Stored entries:
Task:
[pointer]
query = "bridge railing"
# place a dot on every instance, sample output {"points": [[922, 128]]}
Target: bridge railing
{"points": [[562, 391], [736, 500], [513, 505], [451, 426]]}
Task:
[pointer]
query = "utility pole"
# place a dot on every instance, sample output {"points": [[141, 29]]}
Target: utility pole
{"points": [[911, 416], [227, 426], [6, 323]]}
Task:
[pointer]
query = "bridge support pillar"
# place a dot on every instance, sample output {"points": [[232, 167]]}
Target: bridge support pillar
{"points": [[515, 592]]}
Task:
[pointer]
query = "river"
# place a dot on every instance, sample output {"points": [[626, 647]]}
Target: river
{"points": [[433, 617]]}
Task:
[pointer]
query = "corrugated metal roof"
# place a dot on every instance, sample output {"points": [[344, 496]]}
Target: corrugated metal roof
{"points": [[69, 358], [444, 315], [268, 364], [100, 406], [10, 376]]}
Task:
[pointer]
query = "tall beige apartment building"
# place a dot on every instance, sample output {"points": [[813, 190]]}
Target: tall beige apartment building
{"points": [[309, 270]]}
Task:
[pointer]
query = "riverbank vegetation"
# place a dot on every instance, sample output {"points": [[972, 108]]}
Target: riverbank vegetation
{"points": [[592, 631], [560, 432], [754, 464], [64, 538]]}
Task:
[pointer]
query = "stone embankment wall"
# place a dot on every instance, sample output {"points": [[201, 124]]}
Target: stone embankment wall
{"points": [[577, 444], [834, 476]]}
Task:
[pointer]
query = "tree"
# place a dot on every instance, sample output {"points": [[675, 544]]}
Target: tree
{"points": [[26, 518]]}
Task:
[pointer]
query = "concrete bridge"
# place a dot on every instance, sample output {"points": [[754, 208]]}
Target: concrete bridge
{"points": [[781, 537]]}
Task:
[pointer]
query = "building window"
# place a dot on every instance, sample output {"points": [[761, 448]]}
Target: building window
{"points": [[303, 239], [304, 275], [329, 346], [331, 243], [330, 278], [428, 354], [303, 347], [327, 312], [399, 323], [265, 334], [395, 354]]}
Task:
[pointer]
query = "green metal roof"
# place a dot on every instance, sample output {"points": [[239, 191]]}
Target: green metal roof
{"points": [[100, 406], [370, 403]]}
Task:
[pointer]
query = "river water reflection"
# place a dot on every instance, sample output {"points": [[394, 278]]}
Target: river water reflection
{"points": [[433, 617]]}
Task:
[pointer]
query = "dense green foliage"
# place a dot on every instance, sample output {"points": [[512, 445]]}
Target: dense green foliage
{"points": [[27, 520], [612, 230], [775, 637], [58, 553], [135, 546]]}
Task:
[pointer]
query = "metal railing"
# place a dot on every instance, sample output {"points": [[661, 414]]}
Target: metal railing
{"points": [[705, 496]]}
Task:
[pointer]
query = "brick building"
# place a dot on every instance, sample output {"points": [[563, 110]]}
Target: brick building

__Stated problem__:
Restate each entry exactly, skipping none.

__Solution to the problem__:
Task:
[pointer]
query = "bridge railing"
# place a dot on every instance, sample output {"points": [[922, 128]]}
Target: bridge railing
{"points": [[562, 391], [736, 500], [513, 505], [451, 426]]}
Task:
[pointer]
query = "utility pole"
# place a dot on every instance, sample output {"points": [[141, 29]]}
Target: utility pole
{"points": [[911, 416], [227, 426], [6, 323]]}
Task:
[pointer]
query = "bridge support pillar"
# place a dot on every instance, sample output {"points": [[232, 167]]}
Target: bridge support pillar
{"points": [[515, 592]]}
Task:
[pointer]
query = "river"
# place a dot on every instance, sample output {"points": [[626, 647]]}
Target: river
{"points": [[433, 617]]}
Task:
[pointer]
query = "corrugated metal roof"
# place a dot on every instance, sample output {"points": [[344, 496]]}
Target: corrugated metal roof
{"points": [[69, 358], [444, 315], [268, 364], [100, 406], [10, 376]]}
Task:
[pointer]
query = "tall beige apartment building"
# place a dot on every instance, sample output {"points": [[813, 190]]}
Target: tall beige apartment building
{"points": [[309, 270]]}
Task:
[pointer]
query = "riverbank vegetation"
# place a dot on every instance, sample output {"points": [[972, 108]]}
Target: riverbank vegetation
{"points": [[592, 631], [560, 432], [754, 464], [64, 538]]}
Task:
[pointer]
query = "stone embankment wall"
# place a dot on every instance, sample output {"points": [[201, 124]]}
Target: stone embankment wall
{"points": [[577, 444], [834, 476]]}
Task:
[pointer]
query = "tree"
# place a dot on every instance, sample output {"points": [[675, 544]]}
Target: tree
{"points": [[26, 518]]}
Task:
[pointer]
query = "concrete bridge"
# place a dot on every instance, sample output {"points": [[754, 208]]}
Target: concrete bridge
{"points": [[781, 537]]}
Task:
[pointer]
query = "building window"
# place a dot on every instance, sample output {"points": [[761, 448]]}
Target: building window
{"points": [[303, 239], [304, 275], [329, 346], [331, 243], [330, 278], [428, 354], [303, 347], [327, 312], [399, 323], [265, 334], [395, 354]]}
Task:
[pointer]
query = "green metal roof"
# place a dot on every instance, sample output {"points": [[239, 191]]}
Target: green metal roof
{"points": [[100, 406], [370, 403]]}
Task:
[pointer]
query = "river water reflection"
# place a dot on every instance, sample output {"points": [[394, 278]]}
Target: river water reflection
{"points": [[433, 617]]}
Task:
[pointer]
query = "dense green foliage"
# place a dot on every instance, sample output {"points": [[512, 445]]}
Target: dense green foliage
{"points": [[27, 520], [612, 230], [775, 637], [58, 553], [135, 546]]}
Task:
[pointer]
query = "metal railing"
# place a dot on every instance, sample output {"points": [[661, 414]]}
Target: metal railing
{"points": [[705, 496]]}
Task:
[pointer]
query = "brick building"
# place a dot on every instance, sample output {"points": [[563, 110]]}
Target: brick building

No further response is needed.